━━━ Document section ━━━

All About Breastfeeding

An article that is about the benefits of breastfeeding. Information on various positions and other concerns a new mother may have.

Breastfeeding is a wonderful and important gift you can give your baby. Breast milk contains the nutrients that babies need to grow. There are other substances, like antibodies, that your baby will receive as well. Your milk is made-to-order for your baby. The American Academy of Pediatrics (AAP) recommends breastfeeding for at least 12 months. The World Health Organization recommends it up to 2 years and beyond those ages as mother and baby desire.

Even though it seems that once your baby is born, all you have to do is place him on your breast and away we go. Sometimes it happens that easily. Most women need some help in getting started. In prior generations, the mother or family friend would step in to help. Today most hospitals and birthing centers have lactation consultants on staff that can assist you and is available for follow-up questions. While pregnant, buy a breastfeeding handbook from someone like La Leche League and read it. That will give you some good general information and be available as a support book for later questions.

The first few weeks can go much smoother if correct positioning takes place. Sore nipples and other issues are prevented when latching occurs correctly. Position yourself comfortably with back support and pillows for your arms. Hold your baby close to you with his body slightly turned so he does not have to turn his head to nurse. Support the breast so it is not on your baby's chin and encourage him to open his mouth. It does take practice so if it feels uncomfortable try again.

The four main positions for breastfeeding are the cradle position, the cross-cradle position, football position and side-lying position. The cradle and cross-cradle positions refer to holding your baby across your lap and using one or the other arm to support the head, neck and back. The football is just like holding a football except you are holding the baby. This position is excellent for women who had a Cesarean birth, as the baby is not lying on the incision area. The side-lying position is for when you are both tired. The baby is facing the mother with some pillows for extra support if needed.

━━━ Data supplied ━━━

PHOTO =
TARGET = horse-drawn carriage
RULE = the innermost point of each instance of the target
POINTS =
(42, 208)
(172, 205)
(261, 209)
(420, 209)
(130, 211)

━━━

- **Directions**:
(1) Answer these questions from the breastfeeding article:
(a) For how long does the American Academy of Pediatrics recommend breastfeeding?
(b) From what group does the article suggest buying a breastfeeding handbook while pregnant?
(c) Which position does the article call excellent for women who had a Cesarean birth?
(2) List all of the main breastfeeding positions named in the breastfeeding article.
(3) Please rewrite the breastfeeding article from "Even though it" up to and including "for later questions.", substituting "breastfeeding specialists" for "lactation consultants".
The rows have nothing to do with the breastfeeding article.

- **Results for each task**:
(1)
(a) At least 12 months.
(b) La Leche League.
(c) The football position.

(2)
- Cradle position
- Cross-cradle position
- Football position
- Side-lying position

(3)
Even though it seems that once your baby is born, all you have to do is place him on your breast and away we go. Sometimes it happens that easily. Most women need some help in getting started. In prior generations, the mother or family friend would step in to help. Today most hospitals and birthing centers have breastfeeding specialists on staff that can assist you and is available for follow-up questions. While pregnant, buy a breastfeeding handbook from someone like La Leche League and read it. That will give you some good general information and be available as a support book for later questions.